[Object location annotation data]
• • •
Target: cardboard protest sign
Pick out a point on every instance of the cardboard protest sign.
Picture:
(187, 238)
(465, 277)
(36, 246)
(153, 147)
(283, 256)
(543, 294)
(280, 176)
• • •
» **WRITTEN TASK**:
Rewrite the records above, swapping each "protest sign" for "placard" and leaving everything else untouched.

» **SOLVED PROBLEM**:
Target: cardboard placard
Pick out a point on every instance of the cardboard placard.
Picture:
(187, 238)
(465, 277)
(36, 246)
(153, 147)
(283, 256)
(543, 294)
(280, 176)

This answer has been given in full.